El jueves 29 de enero en la agenda oficial del presidente del Gobierno no constaba ningún acto. Por eso se convertía en noticia la ausencia de Pedro Sánchez del funeral celebrado en Huelva por los 45 fallecidos en el accidente de Adamuz. Noticia doblemente llamativa porque a dicha ceremonia sí asistieron el rey Felipe y la reina Letizia. No asistir a un acto que trataba de consolar a los familiares de las víctimas cuyas vidas quedaron truncadas cuando viajaban de vuelta a sus casas, reclama una explicación.
Explicación que, por analogía con lo sucedido en otras ocasiones, asocia la ausencia de Sánchez en determinados actos públicos al temor a la reprobación y el abucheo por parte de los asistentes. Como ocurrió de manera tan espontánea como explícita en la localidad valenciana de Paiporta tras la trágica riada que había quebrado las vidas de 220 personas. En aquellas circunstancias el dolor y la ira de los habitantes que habían sobrevivido cursó en forma de insultos contra Sánchez. En medio de la tensión del momento algunos exaltados llegaron a zarandear el vehículo presidencial. Sánchez salió a la carrera del lugar cuyos vecinos también habían insultado al entonces presidente de la Generalitat, Carlos Mazón. Bien otro fue el trato y la relación de los habitantes de Paiporta con los reyes don Felipe y doña Letizia, que también se habían acercado a la localidad para trasladar el cariño y la solidaridad de todos los españoles con quienes habían sufrido tan descomunal desgracia.
A unos les abuchean y a otros les aplauden. Es en ese contexto en el que encuentra explicación la clamorosa ausencia de Sánchez del funeral de Huelva. Dice mucho de la situación política anómala por la que atraviesa un país cuando quien lo preside no se atreve a salir a la calle.

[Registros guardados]
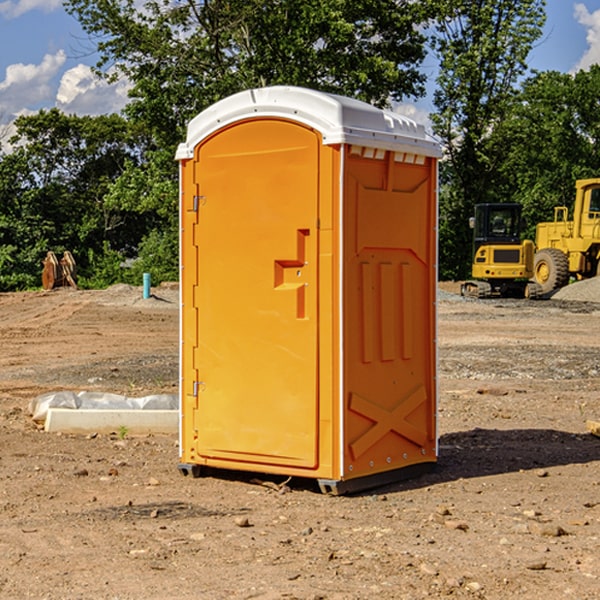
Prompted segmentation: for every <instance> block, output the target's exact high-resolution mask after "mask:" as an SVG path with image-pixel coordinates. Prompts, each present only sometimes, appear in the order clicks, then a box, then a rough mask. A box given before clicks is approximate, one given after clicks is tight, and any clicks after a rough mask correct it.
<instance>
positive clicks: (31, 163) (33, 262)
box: [0, 109, 150, 289]
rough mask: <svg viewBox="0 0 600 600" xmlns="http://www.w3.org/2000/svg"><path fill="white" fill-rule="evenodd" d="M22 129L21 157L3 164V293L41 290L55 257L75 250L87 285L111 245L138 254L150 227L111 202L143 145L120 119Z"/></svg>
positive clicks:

Tarea asignada |
Responde estas preguntas sobre el artículo acerca de la ausencia de Sánchez en el funeral de Huelva:
1. ¿Cuántos fallecidos causó el accidente de Adamuz?
2. ¿Cuántas personas perdieron la vida en la riada que afectó a Paiporta?
3. ¿Quién era entonces el presidente de la Generalitat?
Usa únicamente el artículo.

Respuesta a tarea |
1. 45 fallecidos.
2. 220 personas.
3. Carlos Mazón.